The full set of records below is to be reproduced without a single alteration.

Available data Start Marker

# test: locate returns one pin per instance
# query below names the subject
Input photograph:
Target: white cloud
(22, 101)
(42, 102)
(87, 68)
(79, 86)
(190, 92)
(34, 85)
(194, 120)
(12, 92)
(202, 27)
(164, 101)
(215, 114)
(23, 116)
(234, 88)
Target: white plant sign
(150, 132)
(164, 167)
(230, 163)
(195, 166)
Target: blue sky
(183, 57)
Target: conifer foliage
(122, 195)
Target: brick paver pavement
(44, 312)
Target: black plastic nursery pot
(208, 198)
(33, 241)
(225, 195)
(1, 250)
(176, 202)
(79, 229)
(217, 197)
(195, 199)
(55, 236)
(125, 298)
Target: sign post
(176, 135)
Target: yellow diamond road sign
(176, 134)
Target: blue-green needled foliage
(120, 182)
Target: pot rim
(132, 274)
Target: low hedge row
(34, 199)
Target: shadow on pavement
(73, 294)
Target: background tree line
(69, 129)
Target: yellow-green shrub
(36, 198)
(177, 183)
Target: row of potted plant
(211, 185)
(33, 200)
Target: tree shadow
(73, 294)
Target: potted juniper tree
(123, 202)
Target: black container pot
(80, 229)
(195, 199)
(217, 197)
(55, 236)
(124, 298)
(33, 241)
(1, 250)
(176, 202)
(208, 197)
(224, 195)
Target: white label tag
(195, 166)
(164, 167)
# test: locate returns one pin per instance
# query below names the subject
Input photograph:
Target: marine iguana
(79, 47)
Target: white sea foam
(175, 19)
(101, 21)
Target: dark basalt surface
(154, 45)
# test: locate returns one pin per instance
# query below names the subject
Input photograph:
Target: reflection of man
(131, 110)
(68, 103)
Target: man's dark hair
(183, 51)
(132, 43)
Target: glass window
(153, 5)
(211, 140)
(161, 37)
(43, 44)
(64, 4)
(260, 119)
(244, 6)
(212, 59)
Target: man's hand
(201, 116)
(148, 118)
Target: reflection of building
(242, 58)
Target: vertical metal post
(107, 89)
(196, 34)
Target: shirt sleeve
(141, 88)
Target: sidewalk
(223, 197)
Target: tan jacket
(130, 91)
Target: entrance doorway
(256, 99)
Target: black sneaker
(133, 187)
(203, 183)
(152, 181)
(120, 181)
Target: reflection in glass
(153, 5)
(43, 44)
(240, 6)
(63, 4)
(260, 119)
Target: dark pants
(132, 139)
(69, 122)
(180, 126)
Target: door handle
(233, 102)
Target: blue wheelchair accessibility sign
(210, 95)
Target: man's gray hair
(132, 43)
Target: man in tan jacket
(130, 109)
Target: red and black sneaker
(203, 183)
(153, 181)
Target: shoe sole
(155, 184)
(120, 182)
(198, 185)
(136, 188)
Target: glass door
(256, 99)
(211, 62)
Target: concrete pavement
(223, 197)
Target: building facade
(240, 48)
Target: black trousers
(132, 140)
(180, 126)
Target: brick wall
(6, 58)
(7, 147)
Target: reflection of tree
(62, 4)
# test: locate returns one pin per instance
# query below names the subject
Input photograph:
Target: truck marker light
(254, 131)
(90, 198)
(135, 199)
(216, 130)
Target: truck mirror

Available data End Marker

→ **Written solution**:
# test: locate returns one pin per instance
# query below names the subject
Input photograph:
Target: white cloud
(22, 101)
(42, 102)
(87, 68)
(79, 86)
(190, 92)
(34, 85)
(194, 120)
(12, 92)
(202, 27)
(164, 101)
(215, 114)
(23, 116)
(234, 88)
Target: white plant sign
(150, 132)
(164, 167)
(230, 163)
(195, 166)
Target: blue sky
(183, 57)
Target: conifer foliage
(122, 195)
Target: brick paver pavement
(44, 312)
Target: black plastic nursery pot
(208, 198)
(33, 241)
(225, 195)
(1, 250)
(176, 202)
(79, 229)
(217, 197)
(195, 199)
(55, 236)
(125, 298)
Target: sign post
(176, 135)
Target: yellow diamond road sign
(176, 134)
Target: blue-green needled foliage
(120, 182)
Target: pot rim
(132, 274)
Target: low hedge row
(34, 199)
Target: shadow on pavement
(73, 294)
Target: background tree line
(69, 129)
Target: yellow-green shrub
(36, 198)
(177, 183)
Target: row of potted plant
(211, 185)
(33, 200)
Target: tree shadow
(73, 294)
Target: potted juniper tree
(123, 202)
Target: black container pot
(80, 229)
(195, 199)
(217, 197)
(55, 236)
(124, 298)
(33, 241)
(1, 250)
(176, 202)
(208, 197)
(224, 195)
Target: white label tag
(195, 166)
(164, 167)
# test: locate returns one pin per instance
# query below names the subject
Input photograph:
Target: marine iguana
(79, 47)
Target: white sea foam
(175, 19)
(101, 21)
Target: dark basalt surface
(154, 45)
# test: locate returns one pin per instance
# query below names the subject
Input photograph:
Target: reflection of man
(131, 110)
(68, 103)
Target: man's dark hair
(183, 51)
(132, 43)
Target: glass window
(153, 5)
(211, 140)
(161, 37)
(43, 44)
(64, 4)
(260, 119)
(244, 6)
(212, 59)
Target: man's hand
(201, 116)
(148, 118)
Target: reflection of building
(242, 58)
Target: vertical metal post
(107, 89)
(196, 34)
Target: shirt sleeve
(141, 88)
Target: sidewalk
(223, 197)
Target: tan jacket
(130, 91)
Target: entrance doorway
(256, 99)
Target: black sneaker
(133, 187)
(203, 183)
(152, 181)
(120, 181)
Target: reflection in glass
(153, 5)
(43, 44)
(240, 6)
(63, 4)
(260, 119)
Target: dark pants
(132, 139)
(69, 122)
(180, 126)
Target: door handle
(233, 102)
Target: blue wheelchair accessibility sign
(210, 95)
Target: man's gray hair
(132, 43)
Target: man in tan jacket
(130, 109)
Target: red and black sneaker
(203, 183)
(153, 181)
Target: shoe sole
(155, 184)
(120, 182)
(198, 185)
(136, 188)
Target: glass door
(256, 99)
(211, 62)
Target: concrete pavement
(223, 197)
Target: building facade
(240, 48)
Target: black trousers
(132, 140)
(180, 126)
Target: brick wall
(6, 58)
(7, 147)
Target: reflection of tree
(62, 4)
# test: locate returns one pin per instance
# query below names the subject
Input photograph:
Target: truck marker light
(254, 131)
(90, 198)
(135, 199)
(216, 130)
Target: truck mirror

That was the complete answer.